TEXTAUSZUG:

────

Ich weiß nicht, wie sich das lösen lässt.
Vorstellen könnte ich mir, dass in der ersten Klasse so was wie ein Listener ist, der auf das Ergebnis von der zweiten Klasse wartet. Aber vermutlich ist das auch recht kompliziert.
*Welche Möglichkeiten gibt es und vor allem welche Möglichkeit lässt sich relativ einfach umsetzen?*

Danke für Deine Gedanken!
Frank


----------



## schlingel (16. Okt 2012)

Am leichtesten ist es, wenn du in deiner Activity den Listener implementierst und diesen deiner WaitForLight-Klasse mit gibst.

Zweite Möglichkeit ist das ganze über Broadcast-Intents zu lösen. IMHO vernünftig wenn du die Daten in mehr als einer Activity benötigst.


----------



## Gast2 (16. Okt 2012)

schlingel hat gesagt.:


> Zweite Möglichkeit ist das ganze über Broadcast-Intents zu lösen. IMHO vernünftig wenn du die Daten in mehr als einer Activity benötigst.



Ja, die zweite Klasse soll eine Bibliothek werden.

────

VORLIEGENDE EINTRÄGE:
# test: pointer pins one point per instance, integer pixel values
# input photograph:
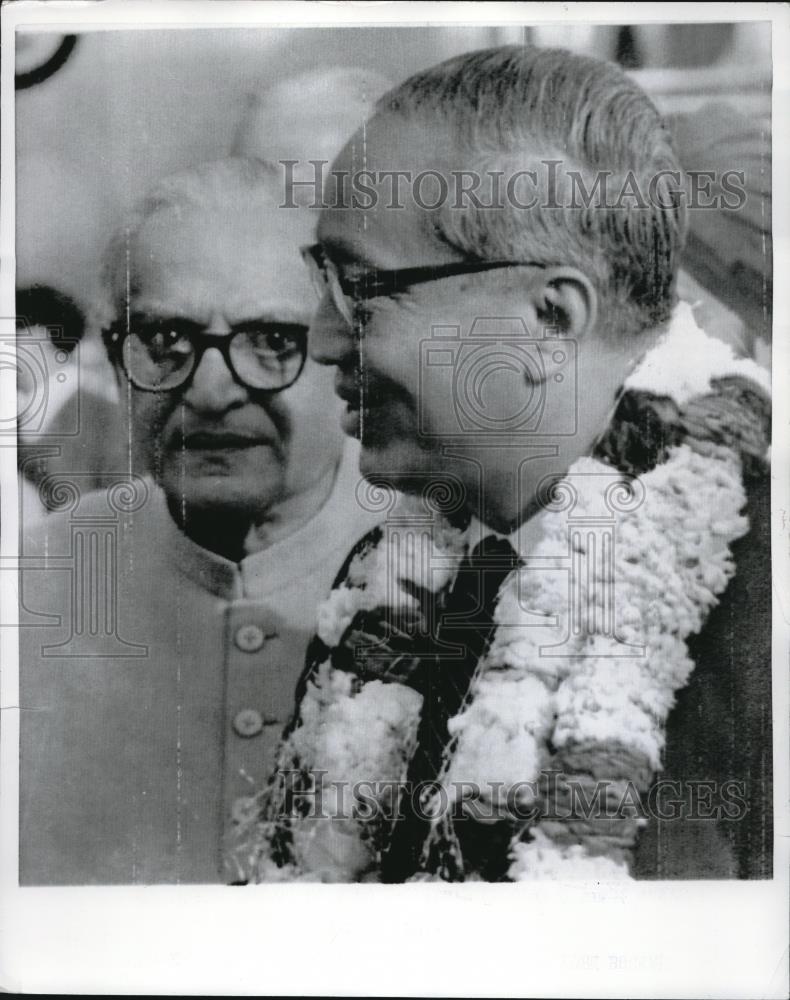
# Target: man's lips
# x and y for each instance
(224, 440)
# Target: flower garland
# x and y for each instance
(595, 711)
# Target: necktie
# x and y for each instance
(463, 635)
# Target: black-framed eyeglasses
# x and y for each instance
(348, 289)
(159, 355)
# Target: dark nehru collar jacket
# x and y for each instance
(155, 678)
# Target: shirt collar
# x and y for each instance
(272, 568)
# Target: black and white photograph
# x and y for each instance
(387, 495)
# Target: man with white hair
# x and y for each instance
(154, 704)
(553, 659)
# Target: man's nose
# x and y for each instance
(213, 387)
(331, 339)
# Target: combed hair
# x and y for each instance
(219, 185)
(515, 105)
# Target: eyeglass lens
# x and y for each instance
(268, 356)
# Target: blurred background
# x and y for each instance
(127, 107)
(102, 115)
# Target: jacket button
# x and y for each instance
(244, 809)
(248, 722)
(249, 638)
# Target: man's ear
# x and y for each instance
(564, 299)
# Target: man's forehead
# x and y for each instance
(392, 228)
(242, 264)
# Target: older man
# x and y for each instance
(504, 326)
(179, 609)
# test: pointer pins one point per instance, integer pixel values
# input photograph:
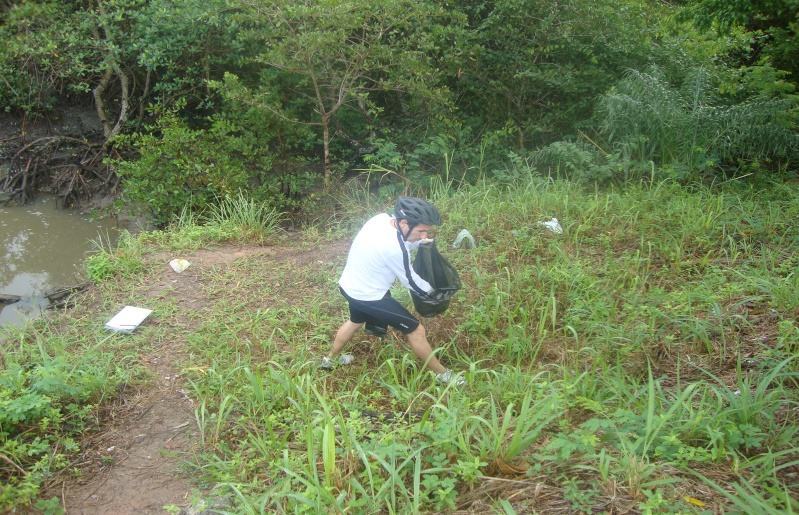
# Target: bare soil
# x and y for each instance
(132, 465)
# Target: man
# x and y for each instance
(380, 255)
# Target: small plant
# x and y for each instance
(120, 260)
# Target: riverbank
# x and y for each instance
(643, 360)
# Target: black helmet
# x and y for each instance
(416, 211)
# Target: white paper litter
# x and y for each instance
(127, 320)
(552, 226)
(179, 265)
(465, 239)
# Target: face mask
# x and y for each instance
(412, 245)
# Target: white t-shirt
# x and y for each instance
(377, 258)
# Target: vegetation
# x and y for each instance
(283, 98)
(645, 359)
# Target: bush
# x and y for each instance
(179, 166)
(647, 118)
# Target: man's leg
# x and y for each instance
(343, 335)
(417, 339)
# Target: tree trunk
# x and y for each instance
(326, 142)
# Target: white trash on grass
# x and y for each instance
(128, 319)
(179, 265)
(552, 225)
(465, 239)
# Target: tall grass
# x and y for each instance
(607, 366)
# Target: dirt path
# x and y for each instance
(132, 465)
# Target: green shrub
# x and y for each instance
(648, 118)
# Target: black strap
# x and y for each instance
(406, 262)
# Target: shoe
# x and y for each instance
(447, 377)
(328, 364)
(375, 330)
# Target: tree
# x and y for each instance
(324, 56)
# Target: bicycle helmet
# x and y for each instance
(416, 211)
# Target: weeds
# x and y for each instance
(650, 342)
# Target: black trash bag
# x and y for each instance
(436, 270)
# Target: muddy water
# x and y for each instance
(42, 247)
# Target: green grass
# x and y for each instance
(645, 359)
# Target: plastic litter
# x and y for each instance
(552, 225)
(465, 239)
(128, 319)
(179, 265)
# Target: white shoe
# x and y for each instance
(447, 377)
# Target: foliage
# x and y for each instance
(771, 25)
(122, 259)
(50, 385)
(646, 118)
(194, 167)
(44, 55)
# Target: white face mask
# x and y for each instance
(412, 245)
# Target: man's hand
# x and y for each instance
(439, 296)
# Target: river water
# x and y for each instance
(43, 247)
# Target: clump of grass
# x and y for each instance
(251, 220)
(121, 260)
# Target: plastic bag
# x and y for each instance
(436, 270)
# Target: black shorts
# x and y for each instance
(381, 313)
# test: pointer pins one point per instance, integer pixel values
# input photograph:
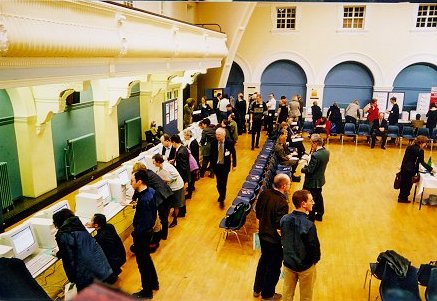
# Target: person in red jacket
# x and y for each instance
(372, 111)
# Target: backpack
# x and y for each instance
(233, 220)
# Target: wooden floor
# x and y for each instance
(362, 218)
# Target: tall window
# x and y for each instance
(286, 18)
(427, 16)
(353, 17)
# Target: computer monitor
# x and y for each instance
(103, 190)
(123, 175)
(22, 240)
(48, 212)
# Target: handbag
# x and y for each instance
(425, 272)
(397, 182)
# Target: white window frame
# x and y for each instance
(426, 17)
(353, 18)
(273, 11)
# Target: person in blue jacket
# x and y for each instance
(82, 257)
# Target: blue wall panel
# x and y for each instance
(76, 122)
(415, 79)
(283, 77)
(346, 82)
(8, 144)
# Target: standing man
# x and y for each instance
(222, 150)
(144, 220)
(241, 107)
(257, 109)
(208, 136)
(314, 172)
(301, 248)
(270, 208)
(379, 128)
(271, 109)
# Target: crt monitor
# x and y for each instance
(22, 240)
(48, 213)
(103, 190)
(123, 175)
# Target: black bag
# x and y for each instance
(393, 260)
(235, 217)
(397, 182)
(425, 272)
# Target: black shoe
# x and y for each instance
(142, 295)
(404, 201)
(173, 223)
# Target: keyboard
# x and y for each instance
(38, 262)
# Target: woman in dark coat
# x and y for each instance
(111, 244)
(82, 257)
(414, 155)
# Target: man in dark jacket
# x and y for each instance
(144, 220)
(82, 257)
(222, 150)
(314, 172)
(270, 208)
(301, 248)
(111, 244)
(208, 136)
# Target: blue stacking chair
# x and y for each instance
(363, 130)
(308, 127)
(423, 131)
(431, 289)
(393, 132)
(349, 130)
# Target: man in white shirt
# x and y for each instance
(271, 108)
(222, 108)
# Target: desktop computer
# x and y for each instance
(48, 212)
(45, 232)
(87, 204)
(21, 239)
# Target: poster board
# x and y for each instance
(399, 100)
(423, 101)
(381, 97)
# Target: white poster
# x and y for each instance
(382, 100)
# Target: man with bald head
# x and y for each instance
(222, 156)
(271, 206)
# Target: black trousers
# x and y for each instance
(149, 278)
(205, 162)
(222, 181)
(269, 269)
(406, 184)
(256, 132)
(318, 208)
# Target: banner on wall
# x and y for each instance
(433, 98)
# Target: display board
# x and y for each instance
(381, 97)
(399, 100)
(423, 100)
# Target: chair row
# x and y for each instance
(236, 214)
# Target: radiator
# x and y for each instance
(5, 187)
(132, 133)
(80, 154)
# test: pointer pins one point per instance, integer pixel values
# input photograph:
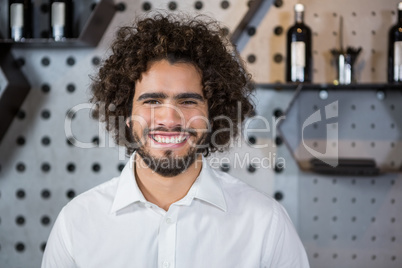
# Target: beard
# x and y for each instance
(169, 165)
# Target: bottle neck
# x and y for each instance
(400, 16)
(299, 17)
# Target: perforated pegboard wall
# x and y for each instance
(40, 170)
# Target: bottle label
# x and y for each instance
(58, 14)
(298, 60)
(16, 15)
(398, 61)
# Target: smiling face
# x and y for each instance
(169, 117)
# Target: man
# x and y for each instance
(171, 92)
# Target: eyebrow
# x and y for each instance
(195, 96)
(159, 95)
(152, 96)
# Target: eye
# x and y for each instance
(188, 102)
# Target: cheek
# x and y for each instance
(198, 121)
(140, 120)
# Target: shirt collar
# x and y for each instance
(206, 188)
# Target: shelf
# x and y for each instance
(345, 130)
(90, 35)
(295, 86)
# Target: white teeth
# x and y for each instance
(160, 139)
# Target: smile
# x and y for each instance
(169, 139)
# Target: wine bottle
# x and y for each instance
(61, 19)
(395, 50)
(20, 19)
(299, 52)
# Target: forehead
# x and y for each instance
(170, 79)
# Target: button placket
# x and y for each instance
(167, 239)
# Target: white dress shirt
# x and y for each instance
(221, 222)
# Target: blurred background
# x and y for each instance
(347, 216)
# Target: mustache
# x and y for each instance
(190, 131)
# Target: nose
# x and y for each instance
(168, 116)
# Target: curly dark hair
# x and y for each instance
(197, 40)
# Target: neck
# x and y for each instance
(164, 191)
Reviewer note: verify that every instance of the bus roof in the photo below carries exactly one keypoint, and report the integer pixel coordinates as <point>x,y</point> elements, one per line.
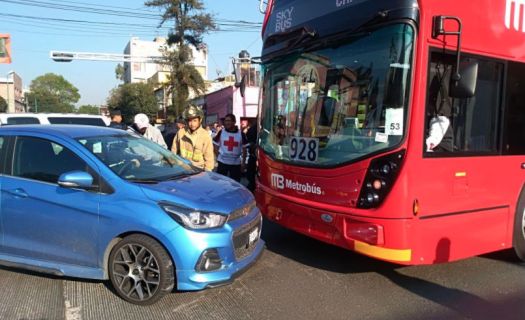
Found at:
<point>489,27</point>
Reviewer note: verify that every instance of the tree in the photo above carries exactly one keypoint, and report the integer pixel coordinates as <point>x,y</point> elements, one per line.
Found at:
<point>3,105</point>
<point>133,98</point>
<point>52,93</point>
<point>190,24</point>
<point>88,109</point>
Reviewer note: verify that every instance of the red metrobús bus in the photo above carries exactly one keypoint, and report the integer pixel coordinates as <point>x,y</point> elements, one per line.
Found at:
<point>395,128</point>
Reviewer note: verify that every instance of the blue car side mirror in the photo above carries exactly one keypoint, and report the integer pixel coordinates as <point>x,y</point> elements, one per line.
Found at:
<point>76,179</point>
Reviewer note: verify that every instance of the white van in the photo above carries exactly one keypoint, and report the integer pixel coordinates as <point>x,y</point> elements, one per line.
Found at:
<point>53,118</point>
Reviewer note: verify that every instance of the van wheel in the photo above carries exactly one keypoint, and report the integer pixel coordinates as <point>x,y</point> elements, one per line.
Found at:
<point>519,229</point>
<point>140,269</point>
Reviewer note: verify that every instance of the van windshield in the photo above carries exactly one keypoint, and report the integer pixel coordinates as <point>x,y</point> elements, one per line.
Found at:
<point>77,120</point>
<point>22,120</point>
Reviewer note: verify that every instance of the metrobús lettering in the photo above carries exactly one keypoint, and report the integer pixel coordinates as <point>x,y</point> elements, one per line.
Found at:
<point>306,188</point>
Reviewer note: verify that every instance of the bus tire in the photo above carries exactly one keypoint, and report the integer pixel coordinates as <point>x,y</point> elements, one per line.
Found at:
<point>518,240</point>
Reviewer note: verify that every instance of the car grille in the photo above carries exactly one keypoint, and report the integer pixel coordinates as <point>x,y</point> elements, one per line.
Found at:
<point>241,238</point>
<point>242,212</point>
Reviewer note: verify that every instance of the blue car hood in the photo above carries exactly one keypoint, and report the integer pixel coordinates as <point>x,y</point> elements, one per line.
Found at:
<point>205,191</point>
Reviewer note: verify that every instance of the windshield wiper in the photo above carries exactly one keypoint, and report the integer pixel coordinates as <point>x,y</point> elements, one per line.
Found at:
<point>183,175</point>
<point>145,181</point>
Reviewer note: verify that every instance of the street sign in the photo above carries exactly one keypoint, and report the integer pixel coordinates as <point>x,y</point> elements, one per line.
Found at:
<point>5,48</point>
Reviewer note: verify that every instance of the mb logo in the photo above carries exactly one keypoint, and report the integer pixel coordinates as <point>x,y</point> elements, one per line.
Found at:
<point>514,19</point>
<point>277,181</point>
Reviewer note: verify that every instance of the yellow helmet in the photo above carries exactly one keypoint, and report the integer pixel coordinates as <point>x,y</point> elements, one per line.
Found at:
<point>191,112</point>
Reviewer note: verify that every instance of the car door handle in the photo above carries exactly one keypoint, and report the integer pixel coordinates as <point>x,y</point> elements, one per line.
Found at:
<point>18,193</point>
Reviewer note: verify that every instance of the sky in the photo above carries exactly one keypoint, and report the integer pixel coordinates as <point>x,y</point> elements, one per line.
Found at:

────

ARBEITSAUFTRÄGE:
a - Übersetze den folgenden Satz aus dem Textauszug ins Englische: „Am leichtesten ist es, wenn du in deiner Activity den Listener implementierst und diesen deiner WaitForLight-Klasse mit gibst.“
b - Liefere die Fortsetzung des Textauszugs über den Listener zwischen zwei Klassen im Anschluss an seinen letzten Satz.

LÖSUNGEN:
a - The easiest way is to implement the listener in your Activity and pass it to your WaitForLight class.

b -
----------



## schlingel (16. Okt 2012)

Das heißt ja nicht, dass sich nicht jede Activity das selbst registrieren kann. Das musst du dann abwägen.

Ist das Szenario

Activity1 stößt WaitLight an, Activity2 startet, Ergebnis kommt, Activity3 verwendet es.

eines dass du bedienen möchtest?


----------



## Gast2 (16. Okt 2012)

schlingel hat gesagt.:


> Ist das Szenario
> 
> Activity1 stößt WaitLight an, Activity2 startet, Ergebnis kommt, Activity3 verwendet es.
> 
> eines dass du bedienen möchtest?



*Für meine Zwecke würde es reichen, wenn das Ergebnis an Activity1 zurückgegeben wird.*
Wenn das Ergebnis überall nutzbar ist / wäre, dann wär das ein schöner Luxus (dazu fällt mir auch sharePreferences ein).

Frank


----------



## Gast2 (16. Okt 2012)

schlingel hat gesagt.:


> Am leichtesten ist es, wenn du in deiner Activity den Listener implementierst und diesen deiner WaitForLight-Klasse mit gibst.



Ich weiß ja noch nicht, wie es als Quellcode aussehen würde,
aber als Bibliothek wäre es von Vorteil, wenn der Nutzer der Bibliothek möglichst wenig mit Extras (den Listener implementieren) "belastet" wird.

Denk ich mir so...


----------



## Gast2 (16. Okt 2012)

schlingel hat gesagt.:


> Zweite Möglichkeit ist das ganze über Broadcast-Intents zu lösen. IMHO vernünftig wenn du die Daten in mehr als einer Activity benötigst.



Sind *Broadcast-Intents das Selbe wie Intents*, die ich übergebe, wenn ich eine andere Activity aufrufe?
(Übergabe von einer Klasse in eine andere)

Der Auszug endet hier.